## WHAT IS BEING ASKED
Edit the items below by replacing every "visual grounding system" with "object detection system" and keeping all other text the same. Leave the pictures out of your version.

## EXERCISE MATERIALS
------------
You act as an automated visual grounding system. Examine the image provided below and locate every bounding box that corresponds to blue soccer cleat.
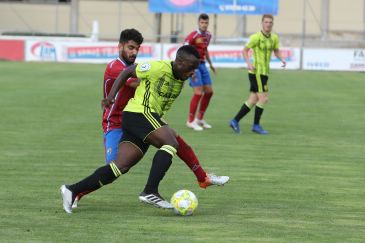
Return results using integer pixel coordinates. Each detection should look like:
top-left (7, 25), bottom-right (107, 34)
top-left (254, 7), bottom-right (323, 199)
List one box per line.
top-left (252, 124), bottom-right (269, 135)
top-left (229, 119), bottom-right (241, 133)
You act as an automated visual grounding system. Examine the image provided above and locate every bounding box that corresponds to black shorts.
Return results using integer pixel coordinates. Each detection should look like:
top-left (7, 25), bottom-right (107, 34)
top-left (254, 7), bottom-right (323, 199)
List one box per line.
top-left (248, 73), bottom-right (269, 93)
top-left (120, 111), bottom-right (167, 154)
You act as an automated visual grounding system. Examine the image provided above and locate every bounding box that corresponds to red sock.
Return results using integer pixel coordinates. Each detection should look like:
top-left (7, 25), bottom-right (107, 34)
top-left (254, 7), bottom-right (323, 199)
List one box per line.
top-left (189, 94), bottom-right (202, 122)
top-left (198, 92), bottom-right (213, 120)
top-left (176, 135), bottom-right (207, 182)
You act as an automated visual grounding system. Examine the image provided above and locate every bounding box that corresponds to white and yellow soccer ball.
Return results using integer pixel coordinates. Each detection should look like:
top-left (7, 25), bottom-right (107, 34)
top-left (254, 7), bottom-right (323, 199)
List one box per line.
top-left (171, 190), bottom-right (198, 216)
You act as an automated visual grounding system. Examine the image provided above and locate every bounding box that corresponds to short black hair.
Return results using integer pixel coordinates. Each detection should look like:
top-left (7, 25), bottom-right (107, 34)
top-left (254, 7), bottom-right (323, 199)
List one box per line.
top-left (176, 45), bottom-right (200, 59)
top-left (198, 13), bottom-right (209, 20)
top-left (119, 29), bottom-right (143, 45)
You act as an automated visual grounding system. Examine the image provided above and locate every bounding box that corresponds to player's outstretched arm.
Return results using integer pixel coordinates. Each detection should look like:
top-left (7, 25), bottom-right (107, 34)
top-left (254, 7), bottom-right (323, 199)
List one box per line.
------------
## RESULT
You act as an automated object detection system. Examine the image provided below and locate every bounding box that corresponds to blue soccer cleat.
Return results using integer pixel coordinates. Each detection should look like:
top-left (7, 25), bottom-right (107, 34)
top-left (254, 7), bottom-right (323, 199)
List one box per line.
top-left (252, 124), bottom-right (269, 135)
top-left (229, 119), bottom-right (241, 133)
You act as an automated object detection system. Examine the image provided above and locate every bounding box that corresponds to black shorts.
Return results using integer pixel coordinates. Each detection should look like:
top-left (7, 25), bottom-right (107, 34)
top-left (254, 7), bottom-right (323, 199)
List one box per line.
top-left (248, 73), bottom-right (269, 93)
top-left (120, 111), bottom-right (167, 154)
You act as an automated object detection system. Examine the image provided above and locate every bounding box that corresponds to red sock.
Return results using integer pixel coordinates. Each detection should look like:
top-left (7, 25), bottom-right (107, 34)
top-left (254, 7), bottom-right (323, 199)
List one box per line.
top-left (189, 94), bottom-right (202, 122)
top-left (198, 92), bottom-right (213, 120)
top-left (176, 135), bottom-right (207, 182)
You act as an automated object detection system. Examine the image provided above and locate every bounding box that corresponds to white and yellow soccer ball.
Return results using integer pixel coordinates. Each detection should look like:
top-left (7, 25), bottom-right (107, 34)
top-left (254, 7), bottom-right (323, 199)
List one box per line.
top-left (171, 190), bottom-right (198, 216)
You act as an automated object detection system. Examine the image provided above and locate every bounding box that corresponds to short black hair.
Return results using integer pixel coordinates. Each detection should look like:
top-left (7, 25), bottom-right (107, 34)
top-left (254, 7), bottom-right (323, 199)
List one box per line.
top-left (176, 45), bottom-right (200, 59)
top-left (198, 13), bottom-right (209, 20)
top-left (119, 29), bottom-right (143, 45)
You act as an automated object detection system. Examine the image provided above and locate every bounding box that corresponds to player's outstretched arm.
Return results using integer pixel coordinates. Each detection should look like:
top-left (7, 25), bottom-right (107, 34)
top-left (254, 7), bottom-right (323, 199)
List one box per line.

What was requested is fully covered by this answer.